Information given →
* * * * * * *
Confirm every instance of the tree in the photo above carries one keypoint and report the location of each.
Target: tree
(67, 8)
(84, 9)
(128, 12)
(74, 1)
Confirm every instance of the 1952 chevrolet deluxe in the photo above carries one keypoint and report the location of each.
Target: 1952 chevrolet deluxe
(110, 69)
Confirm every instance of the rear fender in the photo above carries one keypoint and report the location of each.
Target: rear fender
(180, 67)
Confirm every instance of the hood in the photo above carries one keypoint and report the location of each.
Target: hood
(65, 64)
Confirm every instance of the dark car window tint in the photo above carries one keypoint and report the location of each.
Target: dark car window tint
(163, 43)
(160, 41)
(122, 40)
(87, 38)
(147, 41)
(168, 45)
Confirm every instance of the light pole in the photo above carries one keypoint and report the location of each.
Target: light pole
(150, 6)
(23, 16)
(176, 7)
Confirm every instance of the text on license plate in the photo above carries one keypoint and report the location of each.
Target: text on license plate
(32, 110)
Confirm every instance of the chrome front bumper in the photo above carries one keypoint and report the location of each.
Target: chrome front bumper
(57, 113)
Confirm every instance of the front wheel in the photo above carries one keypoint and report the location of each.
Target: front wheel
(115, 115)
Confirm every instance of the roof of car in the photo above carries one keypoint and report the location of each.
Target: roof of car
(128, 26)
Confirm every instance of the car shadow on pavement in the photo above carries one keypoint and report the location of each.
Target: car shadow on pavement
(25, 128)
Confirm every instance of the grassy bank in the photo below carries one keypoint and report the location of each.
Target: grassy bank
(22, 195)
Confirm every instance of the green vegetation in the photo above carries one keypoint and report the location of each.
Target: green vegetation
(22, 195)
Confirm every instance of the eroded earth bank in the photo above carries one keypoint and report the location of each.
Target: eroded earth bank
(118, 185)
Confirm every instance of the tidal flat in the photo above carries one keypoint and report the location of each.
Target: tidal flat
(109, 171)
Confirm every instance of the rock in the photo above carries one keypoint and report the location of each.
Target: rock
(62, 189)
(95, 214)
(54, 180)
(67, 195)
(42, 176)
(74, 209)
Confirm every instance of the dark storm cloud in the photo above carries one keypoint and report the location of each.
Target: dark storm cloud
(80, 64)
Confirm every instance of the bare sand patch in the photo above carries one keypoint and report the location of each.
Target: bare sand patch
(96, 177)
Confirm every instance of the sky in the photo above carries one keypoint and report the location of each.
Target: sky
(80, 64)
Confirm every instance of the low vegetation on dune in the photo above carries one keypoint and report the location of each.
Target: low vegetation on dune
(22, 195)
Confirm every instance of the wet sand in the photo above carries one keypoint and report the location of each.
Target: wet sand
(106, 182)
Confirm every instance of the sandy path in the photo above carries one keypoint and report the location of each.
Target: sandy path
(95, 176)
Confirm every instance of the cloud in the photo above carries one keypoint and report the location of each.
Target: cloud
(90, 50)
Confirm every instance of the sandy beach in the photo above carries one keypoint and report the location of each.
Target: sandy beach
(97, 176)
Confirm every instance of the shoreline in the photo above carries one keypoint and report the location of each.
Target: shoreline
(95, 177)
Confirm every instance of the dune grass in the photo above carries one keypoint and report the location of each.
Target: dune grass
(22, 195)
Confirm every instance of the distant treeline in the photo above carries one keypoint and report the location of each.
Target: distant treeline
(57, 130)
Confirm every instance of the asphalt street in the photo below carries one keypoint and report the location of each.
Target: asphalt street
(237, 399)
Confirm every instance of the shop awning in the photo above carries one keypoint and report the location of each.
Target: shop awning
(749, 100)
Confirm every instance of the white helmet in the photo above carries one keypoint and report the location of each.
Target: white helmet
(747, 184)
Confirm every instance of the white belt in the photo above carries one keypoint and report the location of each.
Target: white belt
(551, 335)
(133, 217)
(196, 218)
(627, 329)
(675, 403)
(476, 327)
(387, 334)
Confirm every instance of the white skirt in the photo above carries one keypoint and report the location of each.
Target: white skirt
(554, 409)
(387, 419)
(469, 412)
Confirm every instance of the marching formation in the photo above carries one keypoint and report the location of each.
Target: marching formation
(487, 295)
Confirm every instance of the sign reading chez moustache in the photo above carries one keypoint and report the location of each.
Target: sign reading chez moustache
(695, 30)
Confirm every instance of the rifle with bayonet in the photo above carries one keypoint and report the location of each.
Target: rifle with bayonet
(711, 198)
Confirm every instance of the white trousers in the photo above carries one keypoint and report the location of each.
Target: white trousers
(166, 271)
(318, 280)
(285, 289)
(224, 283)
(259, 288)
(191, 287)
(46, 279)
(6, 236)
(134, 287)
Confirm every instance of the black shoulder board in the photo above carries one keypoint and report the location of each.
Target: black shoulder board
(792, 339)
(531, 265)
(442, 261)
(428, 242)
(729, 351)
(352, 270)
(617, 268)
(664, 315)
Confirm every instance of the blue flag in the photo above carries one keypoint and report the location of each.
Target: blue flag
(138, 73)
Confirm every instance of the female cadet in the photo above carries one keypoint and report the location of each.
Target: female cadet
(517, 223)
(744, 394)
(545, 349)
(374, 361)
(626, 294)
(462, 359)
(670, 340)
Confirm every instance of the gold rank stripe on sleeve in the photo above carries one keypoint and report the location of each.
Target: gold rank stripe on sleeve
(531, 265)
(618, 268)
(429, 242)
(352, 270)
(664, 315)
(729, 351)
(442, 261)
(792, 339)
* * * * * * *
Problem to solve → The first line of the listing above through the line containing "Confirm every instance of the 1952": print exactly that, both ends included.

Response box →
Confirm every instance of the tree in the photo above carries one keypoint and report the location of each.
Target: tree
(67, 8)
(84, 9)
(128, 12)
(74, 1)
Confirm every instance of the 1952 chevrolet deluxe in the photo above carries one keypoint and report the location of each.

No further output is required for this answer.